PROBLEMS TO WORK ON>
**1)** List the fields that each JSON entry contains, as given in the account of turning a Telegram group into a knowledge base.
**2)** In the account of turning a Telegram group into a knowledge base, how many of the 11,336 threads turned out useful?
**3)** Write the next part of the account of turning a Telegram group into a knowledge base, starting after its last sentence.

PASSAGE PROVIDED>
== Segment start ==

40,335 messages. 11,336 threads. 50 HTML files. One AI-focused Telegram group that I decided to turn into a structured knowledge base. Doing it manually would’ve taken weeks. Claude Code handled it in a single session.
I exported the data from Telegram Desktop. The goal - extract everything useful: recommendations, use cases, opinions, tools, statistics. Sort everything into 12 categories. Get clean JSON as output. 227 MB of raw data.
Swarm Architecture
I wrote a custom skill called telegram-channel-processor for Claude Code. Why a skill instead of just a prompt? I needed reproducibility - the ability to run processing again on other chats without rewriting the logic. The idea - a classic orchestrator-worker pattern.
Orchestrator: Opus 4.6 with a 1M token context window. It tracks state across all 18 batches - which chunks are processed, which failed, which need retries. With a 200K context window, this wouldn’t have worked - the orchestrator would’ve lost the thread by batch ten.
Workers: Sonnet 4.6. A deliberate trade-off. Sonnet is cheaper and faster, and for a task like “read a chunk, extract facts, return JSON” - it’s more than enough. Running Opus as workers would blow the budget with no quality gain.
Total: 10 parallel agents per batch, 18 batches, 177 data chunks. 378 sub-agent invocations in total (including setup, duplicate runs, and retries). I was surprised when I tallied them up.
How It Worked
A four-step pipeline:
Parsing. 50 HTML files from Telegram Desktop - extract threads, strip service markup, split into sized chunks.
Filtering. Of 11,336 threads, only 3,218 turned out useful. Twenty-eight percent. I expected 40-50%. Reality was harsher - in any group chat there’s a huge share of greetings, memes, short reactions, and off-topic noise.
Extraction. Each worker received a chunk of threads and an instruction: extract structured entries across 12 categories. Output - JSON with fields: category, text, source, date, tags.
Aggregation. The orchestrator collected results, deduplicated, merged into final files by category.

== Segment end ==

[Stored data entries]
== Segment start ==

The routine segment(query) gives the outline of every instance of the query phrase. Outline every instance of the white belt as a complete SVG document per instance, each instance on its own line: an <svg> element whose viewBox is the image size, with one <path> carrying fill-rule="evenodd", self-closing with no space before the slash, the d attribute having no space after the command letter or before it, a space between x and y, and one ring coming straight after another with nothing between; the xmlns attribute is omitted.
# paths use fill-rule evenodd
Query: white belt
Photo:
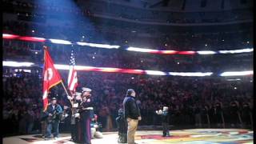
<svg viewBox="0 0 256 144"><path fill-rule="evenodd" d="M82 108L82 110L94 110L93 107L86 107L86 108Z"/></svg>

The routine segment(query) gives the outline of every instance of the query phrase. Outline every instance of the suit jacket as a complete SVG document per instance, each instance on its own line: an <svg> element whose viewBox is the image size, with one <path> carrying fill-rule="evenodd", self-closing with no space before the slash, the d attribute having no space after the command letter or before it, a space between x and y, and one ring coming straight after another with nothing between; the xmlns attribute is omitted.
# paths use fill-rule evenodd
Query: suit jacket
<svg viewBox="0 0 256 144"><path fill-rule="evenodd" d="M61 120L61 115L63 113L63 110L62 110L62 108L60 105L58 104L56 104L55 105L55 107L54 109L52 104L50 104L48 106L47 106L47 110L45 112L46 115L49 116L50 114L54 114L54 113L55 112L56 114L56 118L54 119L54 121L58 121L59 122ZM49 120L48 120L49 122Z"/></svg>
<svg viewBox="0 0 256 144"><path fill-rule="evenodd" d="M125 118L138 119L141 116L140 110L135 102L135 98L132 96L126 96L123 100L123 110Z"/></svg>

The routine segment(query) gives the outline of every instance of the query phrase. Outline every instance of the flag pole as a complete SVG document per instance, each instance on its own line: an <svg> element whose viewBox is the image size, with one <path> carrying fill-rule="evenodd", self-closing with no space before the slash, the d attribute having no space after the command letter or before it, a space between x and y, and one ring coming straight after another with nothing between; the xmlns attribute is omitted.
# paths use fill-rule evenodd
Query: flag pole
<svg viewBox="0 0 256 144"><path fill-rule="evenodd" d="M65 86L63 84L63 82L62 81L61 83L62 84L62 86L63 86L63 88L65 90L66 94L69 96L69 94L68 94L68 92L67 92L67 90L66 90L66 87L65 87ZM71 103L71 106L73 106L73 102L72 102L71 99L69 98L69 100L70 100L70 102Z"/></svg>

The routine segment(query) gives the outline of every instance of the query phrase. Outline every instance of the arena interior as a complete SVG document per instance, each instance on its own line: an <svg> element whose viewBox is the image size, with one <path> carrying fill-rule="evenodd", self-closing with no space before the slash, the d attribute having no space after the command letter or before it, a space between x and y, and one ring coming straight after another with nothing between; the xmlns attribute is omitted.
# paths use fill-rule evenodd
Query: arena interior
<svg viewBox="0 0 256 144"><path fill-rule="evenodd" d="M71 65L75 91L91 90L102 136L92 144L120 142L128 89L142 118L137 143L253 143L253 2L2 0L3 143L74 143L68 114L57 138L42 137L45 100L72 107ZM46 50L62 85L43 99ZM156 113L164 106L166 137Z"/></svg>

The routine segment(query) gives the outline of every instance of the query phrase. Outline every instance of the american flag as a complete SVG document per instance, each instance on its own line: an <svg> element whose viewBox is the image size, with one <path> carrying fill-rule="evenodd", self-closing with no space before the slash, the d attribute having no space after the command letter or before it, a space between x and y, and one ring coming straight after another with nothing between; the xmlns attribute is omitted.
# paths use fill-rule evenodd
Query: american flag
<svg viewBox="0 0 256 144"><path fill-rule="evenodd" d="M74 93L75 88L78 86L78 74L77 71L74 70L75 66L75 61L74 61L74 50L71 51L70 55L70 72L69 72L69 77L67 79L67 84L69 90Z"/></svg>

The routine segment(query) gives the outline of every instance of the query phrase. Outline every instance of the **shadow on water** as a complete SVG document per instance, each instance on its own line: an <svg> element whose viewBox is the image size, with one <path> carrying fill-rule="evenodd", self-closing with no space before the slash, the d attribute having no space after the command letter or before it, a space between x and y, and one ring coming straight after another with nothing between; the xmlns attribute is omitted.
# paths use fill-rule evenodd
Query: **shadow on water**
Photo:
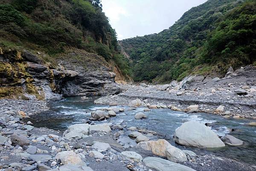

== Segment end ==

ANSWERS BY TASK>
**1)** category, text, source, date, tags

**2)** 3,218 threads, or twenty-eight percent.

**3)**
Four chunks had to be restarted - unexpectedly nerve-wracking because the first two failures hit back-to-back in the same batch. Agents choked on oversized chunks. The orchestrator detected the failures on its own and split the chunks in half. A split-and-retry strategy solved it.
Result
2,764 structured entries across 12 categories:
- Recommendations: 548
- Use cases: 460
- Opinions: 446
- Tools: 336
- Pain points: 301
- Statistics: 256
- Agent engineering: 223
- Trends: 109
- Prompts: 73
- Industry news: 6
- Quotes: 5
- AI business: 1
The session was interrupted twice (pause + continue). Three runs total. The orchestrator with a 1M context picked up the state without any losses.
What I Learned
An agent swarm works at scale. Not as a concept from a blog post - I actually fed it 227 MB and got structured output in a single session instead of weeks of manual work.
A 1M token context window for an orchestrator managing 18 batches and tracking the state of hundreds of chunks - that’s the difference between “it works” and “loses context halfway through.”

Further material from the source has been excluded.